(What is needed):
Starting at the first of the rows below and ending at the line containing "[[[7,358],[0,381],[2,532],[319,530],[229,414]]]", write out every line again, requests included. Scale each polygon vertex coordinate in the answers by 2.05 and round to whole numbers, halves up, leaving the requests and their format samples unchanged.

(Records for this exercise):
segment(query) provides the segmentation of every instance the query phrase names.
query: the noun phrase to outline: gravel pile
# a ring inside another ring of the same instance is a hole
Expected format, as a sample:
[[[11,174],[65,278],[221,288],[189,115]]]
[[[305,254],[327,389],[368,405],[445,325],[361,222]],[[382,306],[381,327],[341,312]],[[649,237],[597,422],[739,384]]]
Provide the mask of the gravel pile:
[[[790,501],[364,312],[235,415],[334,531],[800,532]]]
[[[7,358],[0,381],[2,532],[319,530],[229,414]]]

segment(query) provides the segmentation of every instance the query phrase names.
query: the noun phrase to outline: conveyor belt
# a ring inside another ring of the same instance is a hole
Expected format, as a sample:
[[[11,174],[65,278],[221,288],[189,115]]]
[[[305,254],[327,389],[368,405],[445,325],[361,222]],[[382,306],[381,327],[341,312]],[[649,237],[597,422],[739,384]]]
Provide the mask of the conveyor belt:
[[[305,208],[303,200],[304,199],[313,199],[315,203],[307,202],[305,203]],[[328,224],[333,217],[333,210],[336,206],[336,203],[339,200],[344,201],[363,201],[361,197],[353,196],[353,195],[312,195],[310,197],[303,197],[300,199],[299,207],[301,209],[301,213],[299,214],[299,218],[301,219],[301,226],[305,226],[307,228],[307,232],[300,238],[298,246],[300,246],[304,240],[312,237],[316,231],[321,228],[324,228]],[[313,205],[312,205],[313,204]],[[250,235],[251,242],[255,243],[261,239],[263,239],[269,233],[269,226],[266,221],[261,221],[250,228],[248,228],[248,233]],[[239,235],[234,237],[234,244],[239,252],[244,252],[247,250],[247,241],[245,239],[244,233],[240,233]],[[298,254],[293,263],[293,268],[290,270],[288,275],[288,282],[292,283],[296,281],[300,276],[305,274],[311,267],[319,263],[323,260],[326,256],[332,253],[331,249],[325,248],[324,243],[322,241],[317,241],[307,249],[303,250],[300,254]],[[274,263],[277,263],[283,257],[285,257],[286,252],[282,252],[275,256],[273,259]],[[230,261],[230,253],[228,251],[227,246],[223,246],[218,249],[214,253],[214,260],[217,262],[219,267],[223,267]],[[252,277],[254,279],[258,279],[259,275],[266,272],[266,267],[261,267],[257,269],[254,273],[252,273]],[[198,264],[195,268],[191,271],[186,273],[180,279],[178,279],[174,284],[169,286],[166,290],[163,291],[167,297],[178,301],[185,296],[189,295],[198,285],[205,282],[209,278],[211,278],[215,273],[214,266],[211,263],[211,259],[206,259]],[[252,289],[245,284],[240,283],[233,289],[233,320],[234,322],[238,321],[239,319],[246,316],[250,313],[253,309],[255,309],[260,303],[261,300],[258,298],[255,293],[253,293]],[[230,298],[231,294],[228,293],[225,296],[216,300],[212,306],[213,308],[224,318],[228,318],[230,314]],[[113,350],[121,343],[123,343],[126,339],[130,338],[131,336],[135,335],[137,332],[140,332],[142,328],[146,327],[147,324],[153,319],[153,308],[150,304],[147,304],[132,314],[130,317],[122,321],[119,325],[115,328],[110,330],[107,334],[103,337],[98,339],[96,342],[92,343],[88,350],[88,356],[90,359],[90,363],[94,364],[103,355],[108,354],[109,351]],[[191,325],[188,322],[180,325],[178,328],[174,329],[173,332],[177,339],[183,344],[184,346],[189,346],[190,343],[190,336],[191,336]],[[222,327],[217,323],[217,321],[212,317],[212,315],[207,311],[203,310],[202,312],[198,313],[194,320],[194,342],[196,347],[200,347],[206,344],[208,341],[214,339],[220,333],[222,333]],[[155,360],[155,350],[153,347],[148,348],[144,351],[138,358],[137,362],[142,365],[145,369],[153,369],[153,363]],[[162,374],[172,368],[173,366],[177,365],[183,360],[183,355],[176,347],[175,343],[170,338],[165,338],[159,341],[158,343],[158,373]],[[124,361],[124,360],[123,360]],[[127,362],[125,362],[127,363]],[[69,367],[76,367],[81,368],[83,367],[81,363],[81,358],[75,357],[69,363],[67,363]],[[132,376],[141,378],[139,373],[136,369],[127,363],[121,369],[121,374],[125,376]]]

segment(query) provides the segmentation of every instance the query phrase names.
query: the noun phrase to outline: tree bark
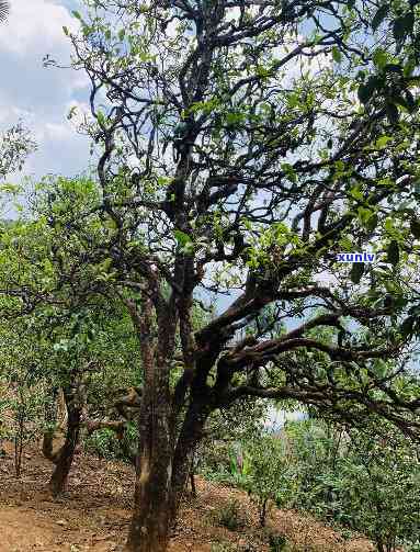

(Response):
segment(query) provides the segmentation of every instance the query phrase names.
query: the noun phrase to outline: gravel pile
# a ring inside another ring of the same instance is a hole
Expected format, as a sample:
[[[11,174],[65,278],[221,288],[189,115]]]
[[[305,254],[327,389],[368,405],[445,325],[361,222]],[[382,306],[381,327],[341,312]],[[649,237],[597,422],[739,384]]]
Provide the mask of the gravel pile:
[[[1620,1027],[746,640],[482,851],[685,1089],[1640,1091]]]
[[[14,734],[0,781],[4,1091],[654,1087],[469,849]]]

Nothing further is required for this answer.